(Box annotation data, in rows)
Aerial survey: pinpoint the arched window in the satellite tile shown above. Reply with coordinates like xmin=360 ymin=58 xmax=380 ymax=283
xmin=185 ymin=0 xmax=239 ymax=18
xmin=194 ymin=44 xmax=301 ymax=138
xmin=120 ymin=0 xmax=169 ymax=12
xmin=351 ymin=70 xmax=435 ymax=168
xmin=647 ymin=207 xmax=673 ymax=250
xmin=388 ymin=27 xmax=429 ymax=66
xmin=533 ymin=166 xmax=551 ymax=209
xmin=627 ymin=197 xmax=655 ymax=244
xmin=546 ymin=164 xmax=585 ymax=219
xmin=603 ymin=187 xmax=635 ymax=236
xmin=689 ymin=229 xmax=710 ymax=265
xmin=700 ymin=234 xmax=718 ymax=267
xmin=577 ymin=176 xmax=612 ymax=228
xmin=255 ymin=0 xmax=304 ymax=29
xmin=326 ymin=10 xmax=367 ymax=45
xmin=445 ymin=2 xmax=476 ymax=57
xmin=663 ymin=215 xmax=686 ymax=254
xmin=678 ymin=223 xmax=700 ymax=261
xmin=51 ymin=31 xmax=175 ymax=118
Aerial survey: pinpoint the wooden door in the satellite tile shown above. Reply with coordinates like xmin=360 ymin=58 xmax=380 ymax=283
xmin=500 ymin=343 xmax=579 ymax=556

Short exercise — Format every line of the data above as a Markdown table with the columns Row and Line, numbering the lines in order and omitting any blank lines.

Response —
| Row | Line |
|---|---|
| 1 | Aerial survey: pinpoint the arched window in the satellite tile shown above. Reply with coordinates like xmin=360 ymin=58 xmax=380 ymax=283 |
| 2 | xmin=185 ymin=0 xmax=239 ymax=18 |
| 3 | xmin=194 ymin=44 xmax=301 ymax=138 |
| 4 | xmin=120 ymin=0 xmax=169 ymax=12 |
| 5 | xmin=351 ymin=70 xmax=435 ymax=168 |
| 6 | xmin=647 ymin=207 xmax=673 ymax=250 |
| 7 | xmin=388 ymin=27 xmax=429 ymax=66 |
| 8 | xmin=533 ymin=166 xmax=551 ymax=209 |
| 9 | xmin=627 ymin=197 xmax=655 ymax=244 |
| 10 | xmin=546 ymin=164 xmax=585 ymax=219 |
| 11 | xmin=603 ymin=187 xmax=635 ymax=236 |
| 12 | xmin=689 ymin=229 xmax=710 ymax=265 |
| 13 | xmin=700 ymin=234 xmax=718 ymax=267 |
| 14 | xmin=577 ymin=176 xmax=612 ymax=228 |
| 15 | xmin=255 ymin=0 xmax=304 ymax=29 |
| 16 | xmin=326 ymin=10 xmax=367 ymax=45 |
| 17 | xmin=445 ymin=2 xmax=476 ymax=57 |
| 18 | xmin=663 ymin=215 xmax=686 ymax=254 |
| 19 | xmin=678 ymin=223 xmax=700 ymax=261 |
| 20 | xmin=51 ymin=31 xmax=175 ymax=118 |
| 21 | Aerial survey: pinpoint the wooden door in the satellite tile shown above. Reply with coordinates like xmin=360 ymin=58 xmax=380 ymax=283 |
| 22 | xmin=500 ymin=343 xmax=579 ymax=556 |